Problem statement – Output, word for word, the span of lines that starts at the one containing "One marker serves each instance of the winding" and ends at the last line of the records.

Given information –
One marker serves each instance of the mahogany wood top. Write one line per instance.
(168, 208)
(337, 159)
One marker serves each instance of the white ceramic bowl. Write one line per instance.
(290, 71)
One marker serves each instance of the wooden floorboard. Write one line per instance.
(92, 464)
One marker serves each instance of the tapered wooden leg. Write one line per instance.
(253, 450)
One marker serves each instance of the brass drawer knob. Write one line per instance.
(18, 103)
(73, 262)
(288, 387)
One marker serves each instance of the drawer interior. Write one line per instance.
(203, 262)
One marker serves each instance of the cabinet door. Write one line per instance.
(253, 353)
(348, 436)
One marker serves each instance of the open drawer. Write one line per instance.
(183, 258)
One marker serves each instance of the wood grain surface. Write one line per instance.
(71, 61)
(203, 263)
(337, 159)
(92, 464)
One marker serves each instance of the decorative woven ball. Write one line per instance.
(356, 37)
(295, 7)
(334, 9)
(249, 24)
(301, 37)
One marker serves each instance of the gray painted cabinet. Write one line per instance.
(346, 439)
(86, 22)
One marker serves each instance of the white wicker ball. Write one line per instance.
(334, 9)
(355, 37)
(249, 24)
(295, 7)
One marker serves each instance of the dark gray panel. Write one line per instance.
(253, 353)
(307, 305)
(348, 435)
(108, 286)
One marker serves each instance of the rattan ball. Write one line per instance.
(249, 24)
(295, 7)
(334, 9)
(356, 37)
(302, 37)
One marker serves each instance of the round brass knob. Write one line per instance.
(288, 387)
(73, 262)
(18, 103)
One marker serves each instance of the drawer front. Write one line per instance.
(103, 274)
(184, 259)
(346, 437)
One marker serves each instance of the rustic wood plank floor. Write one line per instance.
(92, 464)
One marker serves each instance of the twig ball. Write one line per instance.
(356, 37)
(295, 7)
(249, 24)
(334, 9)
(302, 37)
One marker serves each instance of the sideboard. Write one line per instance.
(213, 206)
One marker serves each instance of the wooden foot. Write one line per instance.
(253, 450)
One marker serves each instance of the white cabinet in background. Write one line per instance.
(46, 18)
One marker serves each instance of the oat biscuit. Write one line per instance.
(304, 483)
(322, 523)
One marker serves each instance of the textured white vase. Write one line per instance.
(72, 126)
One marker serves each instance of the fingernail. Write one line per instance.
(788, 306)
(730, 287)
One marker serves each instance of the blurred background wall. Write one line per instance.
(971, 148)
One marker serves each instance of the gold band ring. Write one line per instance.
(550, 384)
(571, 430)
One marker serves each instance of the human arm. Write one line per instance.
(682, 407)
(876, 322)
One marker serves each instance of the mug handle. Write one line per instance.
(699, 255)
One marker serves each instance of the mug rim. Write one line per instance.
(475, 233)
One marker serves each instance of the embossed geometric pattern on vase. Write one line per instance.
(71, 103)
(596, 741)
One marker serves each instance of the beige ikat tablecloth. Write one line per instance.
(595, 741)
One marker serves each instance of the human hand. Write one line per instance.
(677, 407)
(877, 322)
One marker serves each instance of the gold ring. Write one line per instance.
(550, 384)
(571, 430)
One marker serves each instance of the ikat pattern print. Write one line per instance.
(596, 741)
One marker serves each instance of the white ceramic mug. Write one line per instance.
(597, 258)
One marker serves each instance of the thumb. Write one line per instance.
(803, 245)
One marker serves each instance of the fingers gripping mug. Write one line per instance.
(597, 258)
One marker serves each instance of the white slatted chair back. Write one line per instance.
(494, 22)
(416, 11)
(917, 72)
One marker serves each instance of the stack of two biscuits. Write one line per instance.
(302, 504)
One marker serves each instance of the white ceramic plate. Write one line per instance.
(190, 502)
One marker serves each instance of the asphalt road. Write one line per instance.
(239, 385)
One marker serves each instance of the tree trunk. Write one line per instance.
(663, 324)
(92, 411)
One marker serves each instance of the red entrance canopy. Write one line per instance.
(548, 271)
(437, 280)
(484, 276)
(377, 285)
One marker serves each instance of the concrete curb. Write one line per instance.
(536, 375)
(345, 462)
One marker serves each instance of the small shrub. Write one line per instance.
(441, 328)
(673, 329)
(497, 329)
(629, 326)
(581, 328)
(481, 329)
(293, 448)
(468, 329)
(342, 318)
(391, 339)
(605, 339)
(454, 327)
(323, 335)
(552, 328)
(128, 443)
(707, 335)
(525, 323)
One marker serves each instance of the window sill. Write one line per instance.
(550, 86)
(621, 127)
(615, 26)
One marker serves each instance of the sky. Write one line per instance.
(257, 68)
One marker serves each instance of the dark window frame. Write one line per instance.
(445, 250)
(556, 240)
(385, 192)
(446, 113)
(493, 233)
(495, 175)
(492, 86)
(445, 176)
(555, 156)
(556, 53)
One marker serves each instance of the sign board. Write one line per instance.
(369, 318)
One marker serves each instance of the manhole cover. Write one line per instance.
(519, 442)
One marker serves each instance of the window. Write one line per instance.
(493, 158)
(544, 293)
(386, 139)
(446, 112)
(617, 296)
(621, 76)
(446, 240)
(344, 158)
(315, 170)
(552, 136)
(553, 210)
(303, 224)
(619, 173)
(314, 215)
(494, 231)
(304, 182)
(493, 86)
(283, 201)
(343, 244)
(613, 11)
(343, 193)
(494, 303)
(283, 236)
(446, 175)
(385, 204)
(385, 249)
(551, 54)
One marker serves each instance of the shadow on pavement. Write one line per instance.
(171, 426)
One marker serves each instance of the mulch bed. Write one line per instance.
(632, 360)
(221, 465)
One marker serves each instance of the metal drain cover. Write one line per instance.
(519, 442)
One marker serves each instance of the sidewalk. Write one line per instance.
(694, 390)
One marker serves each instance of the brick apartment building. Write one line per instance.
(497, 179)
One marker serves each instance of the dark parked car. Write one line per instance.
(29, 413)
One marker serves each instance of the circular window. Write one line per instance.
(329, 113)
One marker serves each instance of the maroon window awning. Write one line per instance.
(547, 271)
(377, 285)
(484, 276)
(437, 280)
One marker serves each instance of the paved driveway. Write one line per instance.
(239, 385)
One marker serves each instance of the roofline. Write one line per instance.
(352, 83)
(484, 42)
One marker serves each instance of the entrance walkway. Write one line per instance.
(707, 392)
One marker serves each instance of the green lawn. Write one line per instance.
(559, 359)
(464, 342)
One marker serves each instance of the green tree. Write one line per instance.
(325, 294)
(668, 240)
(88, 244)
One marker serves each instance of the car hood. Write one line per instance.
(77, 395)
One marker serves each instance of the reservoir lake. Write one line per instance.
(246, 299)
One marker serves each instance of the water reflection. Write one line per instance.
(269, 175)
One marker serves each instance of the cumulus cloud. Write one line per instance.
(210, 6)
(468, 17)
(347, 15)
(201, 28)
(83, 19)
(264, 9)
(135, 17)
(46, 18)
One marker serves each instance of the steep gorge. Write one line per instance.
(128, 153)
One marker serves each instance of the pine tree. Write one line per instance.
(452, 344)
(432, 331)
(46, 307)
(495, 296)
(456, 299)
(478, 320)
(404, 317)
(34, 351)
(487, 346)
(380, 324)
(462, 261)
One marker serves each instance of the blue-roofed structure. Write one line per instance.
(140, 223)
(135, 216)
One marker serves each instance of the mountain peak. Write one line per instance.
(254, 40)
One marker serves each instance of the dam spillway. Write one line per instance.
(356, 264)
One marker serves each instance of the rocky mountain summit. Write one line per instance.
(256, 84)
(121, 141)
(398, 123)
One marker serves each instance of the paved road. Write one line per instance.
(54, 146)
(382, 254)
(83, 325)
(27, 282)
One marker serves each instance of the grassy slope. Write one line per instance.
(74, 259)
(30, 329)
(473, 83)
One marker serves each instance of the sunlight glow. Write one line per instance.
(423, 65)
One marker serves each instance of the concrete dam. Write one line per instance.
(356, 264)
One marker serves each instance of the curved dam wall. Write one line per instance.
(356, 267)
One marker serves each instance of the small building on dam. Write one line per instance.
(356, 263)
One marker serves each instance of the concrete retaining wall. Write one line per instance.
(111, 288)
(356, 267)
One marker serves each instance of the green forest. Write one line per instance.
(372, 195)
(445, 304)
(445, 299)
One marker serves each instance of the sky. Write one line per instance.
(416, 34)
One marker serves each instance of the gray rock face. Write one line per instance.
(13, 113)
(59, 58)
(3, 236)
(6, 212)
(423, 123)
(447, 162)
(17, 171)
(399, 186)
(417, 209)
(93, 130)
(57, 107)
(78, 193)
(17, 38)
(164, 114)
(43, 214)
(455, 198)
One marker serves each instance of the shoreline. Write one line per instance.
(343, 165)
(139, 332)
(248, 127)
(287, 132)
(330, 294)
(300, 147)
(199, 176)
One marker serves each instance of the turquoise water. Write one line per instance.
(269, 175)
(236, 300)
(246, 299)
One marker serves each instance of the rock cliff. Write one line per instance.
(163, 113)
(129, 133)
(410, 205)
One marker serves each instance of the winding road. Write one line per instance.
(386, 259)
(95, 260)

Result below –
One marker serves each instance of the winding road. Write one line per instance.
(386, 259)
(95, 260)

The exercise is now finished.